__EXERCISE DESCRIPTION__. Please rewrite the listing below, changing "drop a point on each instance" to "place a point on every instance" everywhere and leaving everything else the same.

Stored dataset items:
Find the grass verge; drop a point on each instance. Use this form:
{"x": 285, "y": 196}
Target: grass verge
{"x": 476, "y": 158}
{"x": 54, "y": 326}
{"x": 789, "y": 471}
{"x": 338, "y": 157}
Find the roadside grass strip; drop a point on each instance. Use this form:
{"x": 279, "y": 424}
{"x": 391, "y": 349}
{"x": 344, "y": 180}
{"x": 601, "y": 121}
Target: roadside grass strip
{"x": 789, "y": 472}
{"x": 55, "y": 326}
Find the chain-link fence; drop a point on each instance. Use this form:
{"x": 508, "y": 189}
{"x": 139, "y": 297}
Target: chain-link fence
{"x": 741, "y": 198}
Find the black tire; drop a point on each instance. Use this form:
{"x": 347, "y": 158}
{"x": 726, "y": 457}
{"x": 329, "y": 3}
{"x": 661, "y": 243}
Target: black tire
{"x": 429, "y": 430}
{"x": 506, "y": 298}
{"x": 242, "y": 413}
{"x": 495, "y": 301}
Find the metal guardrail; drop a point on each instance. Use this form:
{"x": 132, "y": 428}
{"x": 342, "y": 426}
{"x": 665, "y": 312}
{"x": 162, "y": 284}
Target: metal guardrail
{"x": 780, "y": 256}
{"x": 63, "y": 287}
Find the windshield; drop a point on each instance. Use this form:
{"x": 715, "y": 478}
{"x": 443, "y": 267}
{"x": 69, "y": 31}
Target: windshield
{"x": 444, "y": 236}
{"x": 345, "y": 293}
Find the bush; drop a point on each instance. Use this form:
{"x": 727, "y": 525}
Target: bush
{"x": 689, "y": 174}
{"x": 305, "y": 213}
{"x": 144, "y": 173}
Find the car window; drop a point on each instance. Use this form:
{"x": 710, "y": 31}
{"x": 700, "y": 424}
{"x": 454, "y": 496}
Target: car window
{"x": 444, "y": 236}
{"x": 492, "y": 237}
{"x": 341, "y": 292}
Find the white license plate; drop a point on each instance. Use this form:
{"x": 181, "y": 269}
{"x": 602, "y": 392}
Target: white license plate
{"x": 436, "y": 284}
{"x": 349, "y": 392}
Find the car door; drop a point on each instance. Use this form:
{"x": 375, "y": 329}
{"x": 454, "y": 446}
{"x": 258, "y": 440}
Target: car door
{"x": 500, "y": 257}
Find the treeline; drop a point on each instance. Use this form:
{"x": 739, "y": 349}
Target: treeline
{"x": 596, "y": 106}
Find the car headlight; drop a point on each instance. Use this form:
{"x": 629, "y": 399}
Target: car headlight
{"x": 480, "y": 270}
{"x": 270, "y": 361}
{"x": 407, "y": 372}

__TASK RESPONSE__.
Find the grass verge; place a point on every instance. Use this form:
{"x": 285, "y": 196}
Target: grass verge
{"x": 476, "y": 158}
{"x": 54, "y": 326}
{"x": 789, "y": 471}
{"x": 338, "y": 157}
Find the roadside grass strip; place a point on every instance. Use this form:
{"x": 279, "y": 424}
{"x": 391, "y": 349}
{"x": 344, "y": 180}
{"x": 601, "y": 121}
Target: roadside grass strip
{"x": 789, "y": 472}
{"x": 55, "y": 326}
Find the chain-link fence; place a point on every instance. Use this form:
{"x": 508, "y": 189}
{"x": 139, "y": 297}
Target: chain-link fence
{"x": 741, "y": 198}
Find the black tire; place a point on every instance. Use this form:
{"x": 347, "y": 158}
{"x": 726, "y": 457}
{"x": 329, "y": 3}
{"x": 661, "y": 243}
Target: black tire
{"x": 429, "y": 430}
{"x": 506, "y": 298}
{"x": 242, "y": 413}
{"x": 495, "y": 301}
Find the metal guardrail; place a point on every instance. Use this form:
{"x": 132, "y": 428}
{"x": 342, "y": 426}
{"x": 665, "y": 312}
{"x": 162, "y": 284}
Target: metal guardrail
{"x": 780, "y": 256}
{"x": 63, "y": 287}
Find the windshield; place a point on every instance. Use this form:
{"x": 715, "y": 478}
{"x": 443, "y": 267}
{"x": 69, "y": 31}
Target: windshield
{"x": 444, "y": 236}
{"x": 345, "y": 293}
Find the bush; place a point on every instance. Use this form:
{"x": 727, "y": 525}
Target: bush
{"x": 689, "y": 174}
{"x": 305, "y": 213}
{"x": 144, "y": 173}
Find the car window; place a point on every instance. Use this form:
{"x": 710, "y": 31}
{"x": 700, "y": 424}
{"x": 454, "y": 496}
Target: car window
{"x": 444, "y": 236}
{"x": 492, "y": 237}
{"x": 341, "y": 292}
Find the white license plate; place a point on every instance. Use this form:
{"x": 181, "y": 269}
{"x": 602, "y": 392}
Target: white license plate
{"x": 436, "y": 284}
{"x": 349, "y": 392}
Find the car door; place a point on every instance. Use this form:
{"x": 375, "y": 329}
{"x": 454, "y": 446}
{"x": 258, "y": 440}
Target: car door
{"x": 500, "y": 257}
Find the treeline; place a point on every instance. Use this form:
{"x": 739, "y": 349}
Target: treeline
{"x": 596, "y": 106}
Find the car headlight; place a point on every instance. Use this form:
{"x": 629, "y": 399}
Target: car headlight
{"x": 480, "y": 270}
{"x": 270, "y": 361}
{"x": 407, "y": 372}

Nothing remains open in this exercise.